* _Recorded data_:

....

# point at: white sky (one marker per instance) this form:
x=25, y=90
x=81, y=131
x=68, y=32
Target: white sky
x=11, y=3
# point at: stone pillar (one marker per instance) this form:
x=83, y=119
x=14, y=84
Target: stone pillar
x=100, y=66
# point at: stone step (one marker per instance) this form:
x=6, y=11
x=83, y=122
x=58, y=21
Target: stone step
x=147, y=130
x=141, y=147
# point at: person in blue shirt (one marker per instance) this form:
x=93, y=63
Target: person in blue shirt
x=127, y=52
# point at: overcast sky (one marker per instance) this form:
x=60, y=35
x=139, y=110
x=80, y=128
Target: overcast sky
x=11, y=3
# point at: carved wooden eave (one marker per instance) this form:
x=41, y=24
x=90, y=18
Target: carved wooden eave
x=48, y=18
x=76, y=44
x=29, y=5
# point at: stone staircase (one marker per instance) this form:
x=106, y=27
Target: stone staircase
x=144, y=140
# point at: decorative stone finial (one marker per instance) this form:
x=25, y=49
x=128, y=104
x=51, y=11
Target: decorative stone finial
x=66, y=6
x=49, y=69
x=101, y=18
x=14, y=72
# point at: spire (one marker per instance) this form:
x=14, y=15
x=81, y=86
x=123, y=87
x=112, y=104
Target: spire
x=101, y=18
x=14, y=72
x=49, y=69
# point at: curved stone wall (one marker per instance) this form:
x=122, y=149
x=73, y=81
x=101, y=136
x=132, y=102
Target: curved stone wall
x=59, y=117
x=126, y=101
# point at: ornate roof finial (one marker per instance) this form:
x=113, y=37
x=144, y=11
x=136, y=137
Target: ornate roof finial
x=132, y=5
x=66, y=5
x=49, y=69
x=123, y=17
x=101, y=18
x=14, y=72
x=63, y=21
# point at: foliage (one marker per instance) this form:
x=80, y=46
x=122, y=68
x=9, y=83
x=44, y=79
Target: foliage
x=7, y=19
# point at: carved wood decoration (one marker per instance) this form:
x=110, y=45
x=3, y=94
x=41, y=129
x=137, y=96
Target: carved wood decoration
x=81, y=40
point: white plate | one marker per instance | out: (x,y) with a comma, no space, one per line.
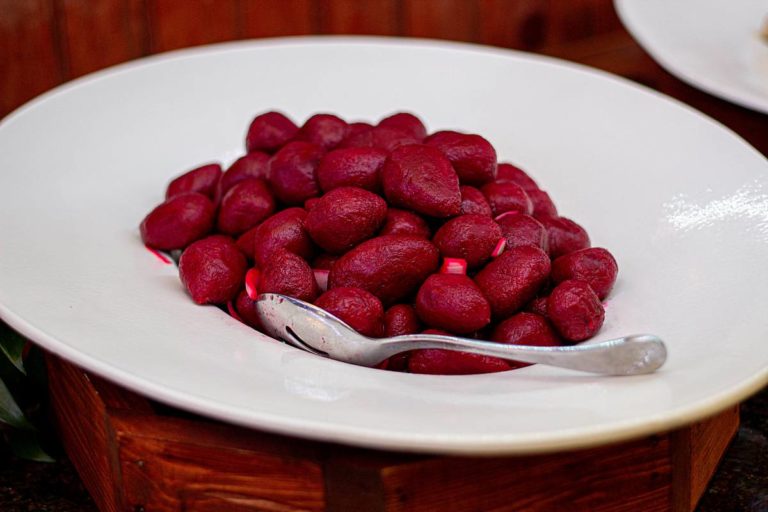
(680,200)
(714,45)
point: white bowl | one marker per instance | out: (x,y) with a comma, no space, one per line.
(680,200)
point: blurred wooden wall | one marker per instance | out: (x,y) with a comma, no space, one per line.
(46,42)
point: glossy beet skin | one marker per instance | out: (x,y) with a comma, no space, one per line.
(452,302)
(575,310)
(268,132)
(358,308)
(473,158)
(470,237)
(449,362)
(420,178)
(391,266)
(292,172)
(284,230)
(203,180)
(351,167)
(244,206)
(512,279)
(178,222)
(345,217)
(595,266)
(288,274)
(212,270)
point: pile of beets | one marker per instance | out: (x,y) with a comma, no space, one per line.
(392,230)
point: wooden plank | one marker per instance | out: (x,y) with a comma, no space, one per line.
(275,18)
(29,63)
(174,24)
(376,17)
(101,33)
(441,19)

....

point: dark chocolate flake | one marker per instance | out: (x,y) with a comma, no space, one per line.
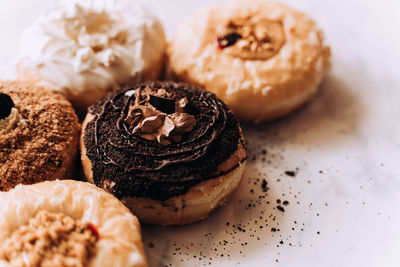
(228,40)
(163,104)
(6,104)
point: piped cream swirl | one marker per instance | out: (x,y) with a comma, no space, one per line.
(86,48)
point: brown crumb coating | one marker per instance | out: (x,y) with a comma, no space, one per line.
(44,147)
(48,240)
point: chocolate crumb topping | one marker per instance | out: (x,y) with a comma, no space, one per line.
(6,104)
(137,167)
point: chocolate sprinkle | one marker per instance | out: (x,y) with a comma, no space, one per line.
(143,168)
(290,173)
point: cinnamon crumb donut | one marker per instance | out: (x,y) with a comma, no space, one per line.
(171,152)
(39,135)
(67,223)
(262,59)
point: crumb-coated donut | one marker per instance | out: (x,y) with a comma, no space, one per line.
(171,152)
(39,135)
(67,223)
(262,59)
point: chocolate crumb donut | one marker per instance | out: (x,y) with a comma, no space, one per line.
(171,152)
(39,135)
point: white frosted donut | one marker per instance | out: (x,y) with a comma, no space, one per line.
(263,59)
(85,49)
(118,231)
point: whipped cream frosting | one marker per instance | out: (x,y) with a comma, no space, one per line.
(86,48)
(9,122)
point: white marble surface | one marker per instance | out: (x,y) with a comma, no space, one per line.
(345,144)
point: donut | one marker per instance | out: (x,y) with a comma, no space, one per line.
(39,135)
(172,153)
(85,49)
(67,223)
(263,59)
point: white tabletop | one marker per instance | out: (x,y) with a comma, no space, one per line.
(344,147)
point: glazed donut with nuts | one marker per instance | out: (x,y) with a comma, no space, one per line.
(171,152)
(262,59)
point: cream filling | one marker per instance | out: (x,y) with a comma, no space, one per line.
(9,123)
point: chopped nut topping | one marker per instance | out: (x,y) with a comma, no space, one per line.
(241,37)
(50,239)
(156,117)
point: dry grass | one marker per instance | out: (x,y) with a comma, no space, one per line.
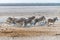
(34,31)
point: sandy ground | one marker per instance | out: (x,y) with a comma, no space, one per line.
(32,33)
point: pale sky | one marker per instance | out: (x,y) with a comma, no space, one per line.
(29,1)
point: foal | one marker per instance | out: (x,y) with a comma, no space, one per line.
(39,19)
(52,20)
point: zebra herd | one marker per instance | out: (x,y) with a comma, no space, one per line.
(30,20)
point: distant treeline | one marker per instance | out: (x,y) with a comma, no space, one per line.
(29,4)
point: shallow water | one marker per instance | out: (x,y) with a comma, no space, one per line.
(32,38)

....

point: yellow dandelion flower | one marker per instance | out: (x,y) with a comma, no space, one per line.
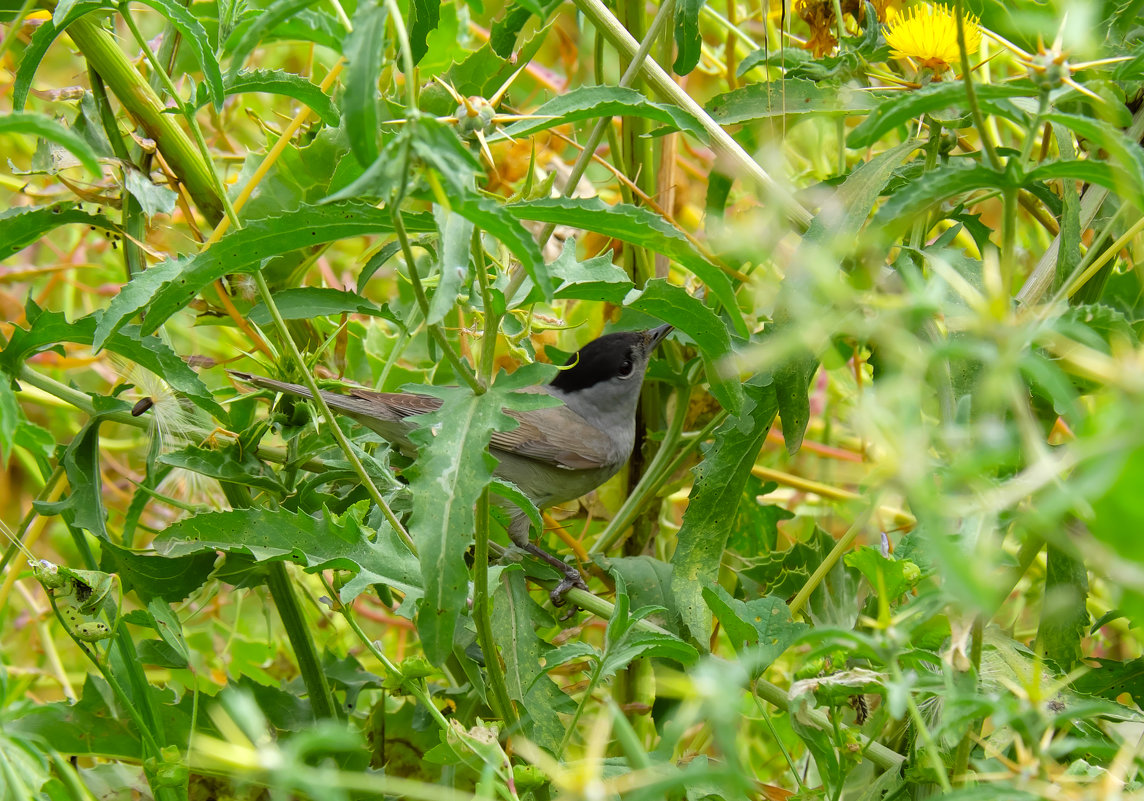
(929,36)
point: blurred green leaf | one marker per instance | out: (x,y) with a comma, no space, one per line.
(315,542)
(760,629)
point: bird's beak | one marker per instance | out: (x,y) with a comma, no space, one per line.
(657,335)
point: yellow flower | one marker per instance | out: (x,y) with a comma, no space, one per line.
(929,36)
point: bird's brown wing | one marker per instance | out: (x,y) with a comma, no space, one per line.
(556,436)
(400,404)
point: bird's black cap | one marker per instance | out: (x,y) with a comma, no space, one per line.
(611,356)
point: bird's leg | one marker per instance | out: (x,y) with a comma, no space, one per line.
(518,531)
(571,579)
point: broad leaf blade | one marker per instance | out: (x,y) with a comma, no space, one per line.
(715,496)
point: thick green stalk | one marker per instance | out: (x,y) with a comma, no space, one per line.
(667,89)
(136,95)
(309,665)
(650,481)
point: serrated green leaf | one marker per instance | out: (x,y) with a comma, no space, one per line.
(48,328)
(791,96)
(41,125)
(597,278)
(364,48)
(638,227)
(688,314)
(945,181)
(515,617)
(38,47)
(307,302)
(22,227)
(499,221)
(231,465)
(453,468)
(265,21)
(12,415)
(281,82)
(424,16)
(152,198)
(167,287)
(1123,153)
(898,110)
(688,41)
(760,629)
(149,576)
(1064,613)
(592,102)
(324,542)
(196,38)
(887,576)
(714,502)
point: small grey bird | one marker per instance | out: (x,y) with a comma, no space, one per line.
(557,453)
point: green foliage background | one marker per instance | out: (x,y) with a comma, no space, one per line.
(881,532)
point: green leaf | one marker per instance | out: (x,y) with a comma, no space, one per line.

....

Write down, word for word, the lines above from the one containing "x=112, y=104" through the one containing "# point at: ornate", both ends included.

x=112, y=104
Target: spire
x=101, y=18
x=14, y=72
x=49, y=69
# point at: curved stone wall (one marker per instance) this form:
x=122, y=149
x=73, y=81
x=101, y=136
x=132, y=102
Target: curved stone wall
x=59, y=117
x=126, y=101
# point at: ornate roof finial (one marker per instance) this form:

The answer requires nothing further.